- Quoted text:
::::::::::

Metricbeat 7.16.2
Hi,
I'm trying to scrape prometheus metrics of multiple pods on different nodes from the same metricbeat pod.
Actually metricbeat is deployed as a daemonset and prometheus collection is done on node scope, each metricbeat collects the metrics of the pods in the same node.
Used annotations:
annotations:
prometheus.io/scrape: "true"
prometheus.io/port: "8080"
prometheus.io/path: "/metrics"
Actual configuration:
config:
metricbeat:
autodiscover:
providers:
- type: kubernetes
node: ${NODE_NAME}
templates:
- condition.equals:
kubernetes.annotations.prometheus.io/scrape: "true"
config:
- module: prometheus
metricsets: ['collector']
enabled: true
period: 30s
hosts: ["${data.kubernetes.pod.ip}:${data.kubernetes.annotations.prometheus.io/port}"]
metrics_path: "${data.kubernetes.annotations.prometheus.io/path}"

::::::::::

- Supplied data:
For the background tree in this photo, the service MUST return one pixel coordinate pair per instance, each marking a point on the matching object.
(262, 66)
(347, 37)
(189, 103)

::::::::::

- Required work: Reproduce the Metricbeat post above word for word, every line of it.

- Result:
Metricbeat 7.16.2
Hi,
I'm trying to scrape prometheus metrics of multiple pods on different nodes from the same metricbeat pod.
Actually metricbeat is deployed as a daemonset and prometheus collection is done on node scope, each metricbeat collects the metrics of the pods in the same node.
Used annotations:
annotations:
prometheus.io/scrape: "true"
prometheus.io/port: "8080"
prometheus.io/path: "/metrics"
Actual configuration:
config:
metricbeat:
autodiscover:
providers:
- type: kubernetes
node: ${NODE_NAME}
templates:
- condition.equals:
kubernetes.annotations.prometheus.io/scrape: "true"
config:
- module: prometheus
metricsets: ['collector']
enabled: true
period: 30s
hosts: ["${data.kubernetes.pod.ip}:${data.kubernetes.annotations.prometheus.io/port}"]
metrics_path: "${data.kubernetes.annotations.prometheus.io/path}"